- [GIVEN INFORMATION]:
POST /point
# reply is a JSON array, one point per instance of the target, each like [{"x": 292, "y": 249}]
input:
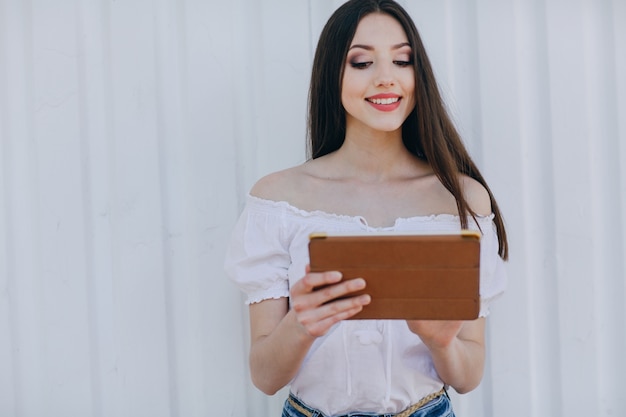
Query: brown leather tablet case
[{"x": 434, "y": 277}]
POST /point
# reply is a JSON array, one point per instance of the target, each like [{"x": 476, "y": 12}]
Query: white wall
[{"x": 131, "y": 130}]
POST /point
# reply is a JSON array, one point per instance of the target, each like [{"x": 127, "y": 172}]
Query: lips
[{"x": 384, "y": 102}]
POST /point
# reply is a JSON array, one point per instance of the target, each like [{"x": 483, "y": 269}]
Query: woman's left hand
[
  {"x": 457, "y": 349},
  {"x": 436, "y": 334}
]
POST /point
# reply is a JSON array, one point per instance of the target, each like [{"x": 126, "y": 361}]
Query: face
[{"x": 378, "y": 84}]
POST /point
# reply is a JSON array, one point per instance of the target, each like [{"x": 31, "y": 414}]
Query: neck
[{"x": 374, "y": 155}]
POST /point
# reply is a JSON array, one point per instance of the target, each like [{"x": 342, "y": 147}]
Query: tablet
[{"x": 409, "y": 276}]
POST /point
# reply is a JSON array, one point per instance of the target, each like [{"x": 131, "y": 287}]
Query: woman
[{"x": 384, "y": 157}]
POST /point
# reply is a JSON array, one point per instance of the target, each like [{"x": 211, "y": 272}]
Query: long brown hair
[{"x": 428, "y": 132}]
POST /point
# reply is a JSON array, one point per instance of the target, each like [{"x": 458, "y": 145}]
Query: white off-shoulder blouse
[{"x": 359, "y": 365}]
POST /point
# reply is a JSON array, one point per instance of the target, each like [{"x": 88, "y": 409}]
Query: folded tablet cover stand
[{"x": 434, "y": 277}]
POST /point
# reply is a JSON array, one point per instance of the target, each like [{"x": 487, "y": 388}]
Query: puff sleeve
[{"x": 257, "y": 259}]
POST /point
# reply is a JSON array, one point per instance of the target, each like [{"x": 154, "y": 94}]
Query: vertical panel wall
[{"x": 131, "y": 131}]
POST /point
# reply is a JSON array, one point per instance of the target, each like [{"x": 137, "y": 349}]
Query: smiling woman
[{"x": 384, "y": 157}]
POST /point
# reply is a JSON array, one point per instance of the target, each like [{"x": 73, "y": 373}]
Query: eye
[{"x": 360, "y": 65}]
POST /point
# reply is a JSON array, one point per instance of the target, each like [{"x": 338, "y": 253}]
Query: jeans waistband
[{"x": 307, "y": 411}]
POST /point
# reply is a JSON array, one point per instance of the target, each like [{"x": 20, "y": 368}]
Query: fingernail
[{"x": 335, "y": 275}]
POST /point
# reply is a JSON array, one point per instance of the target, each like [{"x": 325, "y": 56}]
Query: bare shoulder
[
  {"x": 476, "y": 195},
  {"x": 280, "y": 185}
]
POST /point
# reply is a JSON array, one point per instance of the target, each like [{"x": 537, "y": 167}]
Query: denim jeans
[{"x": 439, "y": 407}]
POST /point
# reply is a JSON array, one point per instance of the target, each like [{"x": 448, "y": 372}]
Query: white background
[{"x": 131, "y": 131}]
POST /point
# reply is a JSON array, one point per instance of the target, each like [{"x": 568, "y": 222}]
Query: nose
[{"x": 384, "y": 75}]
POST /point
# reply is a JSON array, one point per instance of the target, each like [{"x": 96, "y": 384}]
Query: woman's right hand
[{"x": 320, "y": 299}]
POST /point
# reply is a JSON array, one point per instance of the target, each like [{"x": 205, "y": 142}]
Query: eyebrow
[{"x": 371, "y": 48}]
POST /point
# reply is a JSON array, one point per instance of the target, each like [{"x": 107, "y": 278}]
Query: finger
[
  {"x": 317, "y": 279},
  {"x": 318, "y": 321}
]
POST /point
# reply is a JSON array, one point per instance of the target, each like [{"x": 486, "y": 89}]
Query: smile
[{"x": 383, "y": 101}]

- [PROBLEM]: Give back all entries exactly. No pictures belong in the copy.

- [CORRECT OUTPUT]:
POST /point
# reply is a JSON array, one point per instance of the target, each like [{"x": 292, "y": 249}]
input:
Query: brown leather tablet case
[{"x": 434, "y": 277}]
POST /point
# reply is a JSON array, one point per instance of the target, each like [{"x": 476, "y": 12}]
Query: white wall
[{"x": 131, "y": 130}]
POST /point
# reply is a JSON array, one point per instance of the target, each like [{"x": 127, "y": 172}]
Query: lips
[{"x": 384, "y": 102}]
POST /point
# reply is a JSON array, one point per instance of the target, each like [{"x": 483, "y": 269}]
Query: woman's left hand
[
  {"x": 457, "y": 349},
  {"x": 436, "y": 334}
]
POST /point
# reply is a JSON array, one point per instance of the target, each like [{"x": 126, "y": 361}]
Query: face
[{"x": 378, "y": 84}]
POST /point
# reply is a JSON array, one point per instance of the target, each like [{"x": 31, "y": 414}]
Query: neck
[{"x": 374, "y": 155}]
POST /point
# reply is a JSON array, one point per instance of the target, each like [{"x": 342, "y": 147}]
Query: tablet
[{"x": 409, "y": 276}]
POST /point
# reply is a JSON array, one point per instance of the target, each like [{"x": 131, "y": 287}]
Query: woman
[{"x": 384, "y": 157}]
POST /point
# reply is a JSON array, one point per instance of the target, each like [{"x": 211, "y": 272}]
Query: long brown hair
[{"x": 428, "y": 132}]
POST /point
# reply is a JSON array, one point per instance of the target, each like [{"x": 458, "y": 145}]
Query: white off-shoulder blouse
[{"x": 359, "y": 365}]
POST /point
# reply is a JSON array, one point per instance of the target, each like [{"x": 88, "y": 409}]
Query: folded tablet cover stand
[{"x": 434, "y": 277}]
POST /point
# reply is a JSON array, one point per instance of the target, each like [{"x": 487, "y": 388}]
Query: puff sleeve
[{"x": 257, "y": 259}]
POST /point
# reply is a JSON array, one point per instance of the target, each like [{"x": 154, "y": 94}]
Query: vertical panel wall
[{"x": 131, "y": 131}]
POST /point
# reply is a JSON array, one point per instance of the target, each like [{"x": 137, "y": 349}]
Query: smiling woman
[{"x": 384, "y": 157}]
POST /point
# reply is a JSON array, one point per instance of the target, each like [{"x": 73, "y": 373}]
Query: eye
[{"x": 360, "y": 65}]
POST /point
# reply is a JSON array, one point per instance of the target, each like [{"x": 338, "y": 253}]
Query: jeans waistband
[{"x": 307, "y": 411}]
POST /point
# reply is a JSON array, one point per instance of the target, each like [{"x": 20, "y": 368}]
Query: fingernail
[{"x": 335, "y": 275}]
POST /point
# reply is a JSON array, one point per instance of the target, each like [{"x": 325, "y": 56}]
Query: bare shoulder
[
  {"x": 476, "y": 195},
  {"x": 280, "y": 185}
]
POST /point
# reply is a JSON array, one point per instance of the target, each like [{"x": 537, "y": 167}]
Query: denim jeans
[{"x": 439, "y": 407}]
POST /point
# reply is a JSON array, one point per instance of the target, each like [{"x": 448, "y": 372}]
Query: white background
[{"x": 131, "y": 131}]
POST /point
# reply is a JSON array, one point per instance of the target, each like [{"x": 568, "y": 222}]
Query: nose
[{"x": 384, "y": 75}]
POST /point
# reply is a JSON array, one point per instance of the target, each like [{"x": 96, "y": 384}]
Query: woman's right hand
[{"x": 320, "y": 299}]
POST /point
# reply is a JSON array, one point per instance of the target, each like [{"x": 205, "y": 142}]
Query: eyebrow
[{"x": 371, "y": 48}]
POST /point
# reply is a JSON array, one point per instance of the target, each like [{"x": 107, "y": 278}]
Query: finger
[
  {"x": 317, "y": 279},
  {"x": 318, "y": 321}
]
POST /point
# reply is a JSON array, one point per instance of the target, each like [{"x": 486, "y": 89}]
Query: smile
[{"x": 383, "y": 101}]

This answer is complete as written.